What the task asks:
For each entry below, output it exactly as it stands.

(Point-per-instance localization data)
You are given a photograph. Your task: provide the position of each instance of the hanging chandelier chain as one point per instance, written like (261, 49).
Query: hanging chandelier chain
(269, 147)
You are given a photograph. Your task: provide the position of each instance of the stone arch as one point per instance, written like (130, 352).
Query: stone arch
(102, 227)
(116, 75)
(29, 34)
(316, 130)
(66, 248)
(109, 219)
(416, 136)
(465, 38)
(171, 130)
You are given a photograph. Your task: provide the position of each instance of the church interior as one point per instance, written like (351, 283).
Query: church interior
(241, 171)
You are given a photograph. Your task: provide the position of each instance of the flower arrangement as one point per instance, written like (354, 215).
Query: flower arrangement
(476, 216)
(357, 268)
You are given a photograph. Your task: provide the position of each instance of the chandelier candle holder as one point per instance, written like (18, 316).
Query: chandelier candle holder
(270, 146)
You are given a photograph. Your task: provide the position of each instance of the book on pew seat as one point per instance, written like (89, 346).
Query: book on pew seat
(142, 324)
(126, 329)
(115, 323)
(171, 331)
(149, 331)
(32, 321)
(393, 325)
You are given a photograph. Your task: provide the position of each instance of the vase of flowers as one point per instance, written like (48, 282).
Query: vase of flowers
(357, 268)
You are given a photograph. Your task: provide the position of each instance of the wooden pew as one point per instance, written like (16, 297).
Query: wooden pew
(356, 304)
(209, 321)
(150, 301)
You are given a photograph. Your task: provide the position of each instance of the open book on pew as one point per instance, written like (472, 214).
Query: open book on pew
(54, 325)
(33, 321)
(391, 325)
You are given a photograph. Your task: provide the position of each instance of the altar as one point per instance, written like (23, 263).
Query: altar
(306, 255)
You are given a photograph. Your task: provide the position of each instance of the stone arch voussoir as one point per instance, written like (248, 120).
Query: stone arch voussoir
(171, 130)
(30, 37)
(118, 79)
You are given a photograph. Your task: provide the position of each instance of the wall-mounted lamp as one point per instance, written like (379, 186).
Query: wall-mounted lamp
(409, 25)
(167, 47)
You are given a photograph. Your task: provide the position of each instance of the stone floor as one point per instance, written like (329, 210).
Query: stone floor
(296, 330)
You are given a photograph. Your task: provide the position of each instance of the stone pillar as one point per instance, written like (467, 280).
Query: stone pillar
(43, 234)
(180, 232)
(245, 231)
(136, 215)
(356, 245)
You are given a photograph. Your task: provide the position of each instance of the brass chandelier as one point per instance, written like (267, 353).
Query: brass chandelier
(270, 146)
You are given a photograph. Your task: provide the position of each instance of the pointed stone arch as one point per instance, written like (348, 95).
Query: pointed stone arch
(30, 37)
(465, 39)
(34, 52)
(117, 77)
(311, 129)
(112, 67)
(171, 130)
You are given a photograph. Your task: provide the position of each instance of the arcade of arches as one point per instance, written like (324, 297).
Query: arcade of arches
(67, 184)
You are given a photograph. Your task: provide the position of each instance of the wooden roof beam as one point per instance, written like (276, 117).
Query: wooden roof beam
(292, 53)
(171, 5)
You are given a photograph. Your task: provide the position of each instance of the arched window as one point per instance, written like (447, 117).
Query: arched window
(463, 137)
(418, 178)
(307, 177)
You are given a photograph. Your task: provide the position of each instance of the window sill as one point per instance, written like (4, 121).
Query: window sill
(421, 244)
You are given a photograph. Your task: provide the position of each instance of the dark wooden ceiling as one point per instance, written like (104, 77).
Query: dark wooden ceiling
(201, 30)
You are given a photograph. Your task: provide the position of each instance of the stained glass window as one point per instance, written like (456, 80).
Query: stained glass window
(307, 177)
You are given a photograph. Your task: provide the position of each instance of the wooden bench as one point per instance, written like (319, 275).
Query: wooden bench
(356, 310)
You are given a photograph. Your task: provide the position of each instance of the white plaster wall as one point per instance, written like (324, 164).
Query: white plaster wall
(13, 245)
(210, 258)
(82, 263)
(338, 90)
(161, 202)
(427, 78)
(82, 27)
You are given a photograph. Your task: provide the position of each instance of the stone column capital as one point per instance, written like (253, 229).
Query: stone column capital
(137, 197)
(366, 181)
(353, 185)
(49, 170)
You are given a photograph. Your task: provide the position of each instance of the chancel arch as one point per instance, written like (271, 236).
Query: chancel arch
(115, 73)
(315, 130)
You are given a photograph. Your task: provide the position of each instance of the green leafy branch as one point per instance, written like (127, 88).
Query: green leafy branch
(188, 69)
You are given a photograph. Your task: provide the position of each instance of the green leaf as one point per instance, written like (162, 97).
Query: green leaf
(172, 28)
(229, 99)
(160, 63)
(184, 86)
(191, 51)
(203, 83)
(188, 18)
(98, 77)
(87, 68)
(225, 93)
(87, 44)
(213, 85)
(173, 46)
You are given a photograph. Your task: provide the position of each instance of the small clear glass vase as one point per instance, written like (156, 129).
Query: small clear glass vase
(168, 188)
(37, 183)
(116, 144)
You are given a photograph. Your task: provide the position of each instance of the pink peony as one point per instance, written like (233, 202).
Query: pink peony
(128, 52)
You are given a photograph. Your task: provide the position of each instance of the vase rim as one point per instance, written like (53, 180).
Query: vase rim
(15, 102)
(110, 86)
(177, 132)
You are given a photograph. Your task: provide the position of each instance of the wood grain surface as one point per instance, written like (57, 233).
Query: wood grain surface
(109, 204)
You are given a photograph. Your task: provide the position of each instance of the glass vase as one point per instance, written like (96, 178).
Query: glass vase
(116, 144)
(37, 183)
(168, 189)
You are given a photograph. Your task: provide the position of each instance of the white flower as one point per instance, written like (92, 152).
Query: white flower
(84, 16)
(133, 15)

Answer for this exercise:
You are given a photograph. Your task: provide the position of each instance of the hanging chandelier chain as one point per instance, written like (261, 49).
Query: hanging chandelier chain
(269, 147)
You are given a photograph. Your task: provide the position of each instance of the stone arch as one point per instance, written like (130, 352).
Query: stone arch
(102, 227)
(116, 75)
(29, 34)
(316, 130)
(66, 248)
(109, 219)
(416, 136)
(465, 38)
(171, 130)
You are given a photograph. Your task: provide the position of each instance of the church interior as one point per instance, written like (351, 283).
Query: church interior
(241, 171)
You are given a photograph. Your task: provide the position of each instance of the flower arrangement as one point per instance, written like (354, 215).
Query: flower arrangement
(476, 216)
(357, 268)
You are given a photograph. Your task: provide the position of each instance of the chandelier candle holder as one point per instance, written like (18, 316).
Query: chandelier candle holder
(270, 146)
You are given a photograph. Your task: provide the position of each instance of the book on pew seat as one point per instance, written like (89, 346).
Query: book on pew seat
(142, 324)
(126, 329)
(115, 323)
(171, 331)
(149, 331)
(32, 321)
(393, 325)
You are given a photograph. Your task: provide the position of each instance of the vase of flowers as one point per instance, written like (48, 282).
Query: vase of flowers
(357, 268)
You are given a photograph. Your task: provide the position of each instance of the wooden pew as one point per instance, written like (16, 297).
Query: wooden pew
(356, 304)
(209, 321)
(150, 301)
You are given a photograph. Your task: provide the position of each instance of the open book on pew as one point per instance, written like (472, 214).
Query: open book on pew
(54, 325)
(33, 321)
(391, 325)
You are given a photograph. Your task: provide the position of each instance of the altar as one point per instance, written like (23, 263).
Query: altar
(306, 255)
You are given a photograph. Your task: provide the position of each instance of the stone arch voussoir as one point per instance, written like (248, 120).
Query: stone arch voussoir
(171, 130)
(30, 37)
(118, 79)
You are given a photograph. Your task: provide the position of each instance of the wall-mounted lamp as one point per instance, written like (379, 186).
Query: wall-mounted lamp
(409, 25)
(167, 47)
You are given a photograph. Your task: provide the position of each instance of the stone floor as one point per instance, written like (329, 210).
Query: stone floor
(296, 330)
You are given a photograph. Your task: provide the position of each instance of the stone pillar as one point per instance, written like (467, 280).
Query: stone pillar
(43, 234)
(180, 232)
(245, 231)
(136, 215)
(356, 245)
You are given a photograph. Your task: provide the position of each instance of the brass chandelier as one point per instance, written like (267, 353).
Query: brass chandelier
(270, 146)
You are given a photograph. Your task: provide the position of each instance of the pointed stone arch as one point per instance, written like (348, 95).
Query: pointed stone arch
(30, 37)
(465, 39)
(34, 52)
(117, 77)
(311, 129)
(112, 67)
(171, 130)
You are given a photograph. Your task: provide the position of each instance of the arcade of arches as one point per instance, written like (324, 297).
Query: arcade of arches
(67, 184)
You are given a photograph. Your task: provide the position of each instance of the wooden roof beam as one point per instance, written like (276, 117).
Query: wooden roof beam
(292, 53)
(171, 5)
You are given a photograph. Your task: provide the position of each instance of the arched window as one point per instance, written like (447, 117).
Query: arched window
(463, 137)
(418, 178)
(307, 177)
You are given a photograph. Your task: provide the position of each instance of the window sill as one point per instance, written like (4, 121).
Query: window sill
(421, 244)
You are given a photograph. Your task: provide the position of each instance of the dark wooden ceiling as one point per instance, written like (104, 77).
Query: dark wooden ceiling
(201, 30)
You are given a photograph. Your task: provide the position of each instance of the stained glass window as one point per instance, written like (456, 80).
Query: stained glass window
(307, 177)
You are given a photograph. Your task: provide the position of each instance of the wooden bench as one point per instance, written like (319, 275).
Query: wooden bench
(356, 310)
You are given a photograph. Your task: provide the position of each instance of the white plaster wall as one point per instance, written like (324, 164).
Query: white plaster wall
(13, 245)
(210, 258)
(82, 263)
(338, 90)
(161, 202)
(427, 78)
(82, 27)
You are given a photograph. Your task: provide the position of each instance of the stone column capital as one point per instance, written like (253, 229).
Query: stone column capital
(137, 197)
(366, 181)
(353, 185)
(49, 170)
You are given a photograph. Your task: provide the position of each instance of the chancel arch as one point per instance, written like (271, 236).
Query: chancel arch
(115, 73)
(315, 130)
You are given a photograph. Your task: provide the position of each instance of the green leafy branch as one point per instance, written like (127, 88).
Query: green leafy branch
(188, 69)
You are given a photograph. Your task: provide the position of each instance of the green leaf as one point per instance, written like (162, 97).
Query: green leaf
(172, 28)
(229, 99)
(160, 63)
(184, 86)
(191, 51)
(203, 83)
(188, 18)
(98, 77)
(87, 68)
(225, 93)
(87, 44)
(213, 85)
(173, 46)
You are given a photograph. Your task: provide the position of each instance of the small clear glass vase as one point per instance, written like (156, 129).
Query: small clear glass vase
(168, 188)
(37, 183)
(116, 144)
You are given a photograph. Your task: provide the position of each instance of the pink peony as one point per instance, written like (233, 202).
Query: pink peony
(128, 52)
You are given a photograph. Your task: provide the position of each instance of the vase rim as one point per instance, written like (53, 180).
Query: vase rim
(15, 102)
(110, 86)
(177, 132)
You are given a photograph. Your task: provide the position of each instance of the wood grain surface as one point per instance, written like (57, 233).
Query: wood grain surface
(109, 204)
You are given a photograph. Your task: provide the position of each instance of the glass vase as one point per instance, written like (96, 178).
Query: glass vase
(116, 144)
(37, 183)
(168, 189)
You are given a photograph. Your task: provide the position of each instance of the white flower as one point per instance, written like (92, 152).
Query: white flower
(84, 16)
(133, 15)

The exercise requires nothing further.